--- begin INFORMATION SHOWN ---

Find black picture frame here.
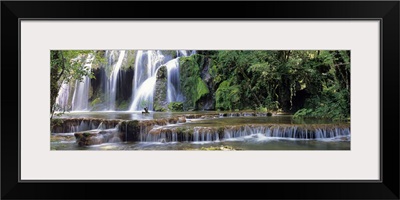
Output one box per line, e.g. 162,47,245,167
1,1,400,199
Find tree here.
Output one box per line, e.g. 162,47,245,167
50,50,104,119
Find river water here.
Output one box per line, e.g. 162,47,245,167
50,112,351,151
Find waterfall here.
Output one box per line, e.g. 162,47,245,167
56,82,69,111
130,50,196,111
109,50,125,110
140,125,350,142
165,57,183,102
72,54,94,111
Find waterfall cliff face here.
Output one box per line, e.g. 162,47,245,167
56,50,196,111
109,50,125,111
130,50,195,111
72,54,94,111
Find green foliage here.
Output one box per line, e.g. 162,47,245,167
90,97,101,107
50,50,105,118
154,104,167,112
117,101,130,110
194,77,210,101
180,55,210,110
139,99,149,108
168,102,183,111
215,81,241,110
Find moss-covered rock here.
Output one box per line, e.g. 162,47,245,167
153,66,168,112
168,102,183,111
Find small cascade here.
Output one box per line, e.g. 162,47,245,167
140,125,350,142
56,82,69,111
72,54,94,111
165,57,183,102
109,50,125,110
130,50,165,111
129,50,196,111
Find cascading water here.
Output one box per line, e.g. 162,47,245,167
130,50,196,111
165,57,183,102
72,54,94,111
109,50,125,110
56,82,69,111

--- end INFORMATION SHOWN ---

_WHAT YOU WILL DO_
Set out all of the lines above as a numbered list, leaving out any blank lines and the pictures.

_RESPONSE_
1. Find black picture frame here.
2. Output one box per line, e.g. 162,47,245,167
3. 1,1,400,199
4. Find tree here.
5. Output one box per line, e.g. 162,47,245,167
6. 50,50,104,119
7. Find river water here.
8. Output one box per line, e.g. 162,47,245,167
9. 50,112,351,151
10. Find waterfall here.
11. Output one box per line, e.g. 162,47,245,167
12. 56,82,69,111
13. 130,50,196,111
14. 109,50,125,110
15. 140,125,350,142
16. 165,57,183,102
17. 72,54,94,111
18. Find waterfall cliff face here.
19. Output one box per line, e.g. 162,47,245,167
20. 56,50,196,111
21. 109,50,125,111
22. 130,50,195,111
23. 72,54,94,111
24. Find green foliage here.
25. Output one box per line, e.g. 162,47,245,167
26. 90,97,101,107
27. 50,50,105,118
28. 154,104,167,112
29. 117,101,130,110
30. 194,77,210,101
31. 180,55,210,110
32. 139,99,149,108
33. 168,102,183,111
34. 215,81,241,110
35. Find moss-covered rock here.
36. Output one box per line, e.g. 162,47,245,167
37. 153,66,168,112
38. 168,102,183,111
39. Find small cascade here.
40. Output one box per line, e.g. 162,47,245,167
41. 140,125,350,142
42. 56,82,69,111
43. 72,54,94,111
44. 165,57,183,102
45. 109,50,125,110
46. 130,50,165,111
47. 129,50,196,111
48. Find cascading water here.
49. Output one box per line, e.g. 162,47,245,167
50. 130,50,196,111
51. 165,57,183,102
52. 72,54,94,111
53. 109,50,125,110
54. 56,82,69,111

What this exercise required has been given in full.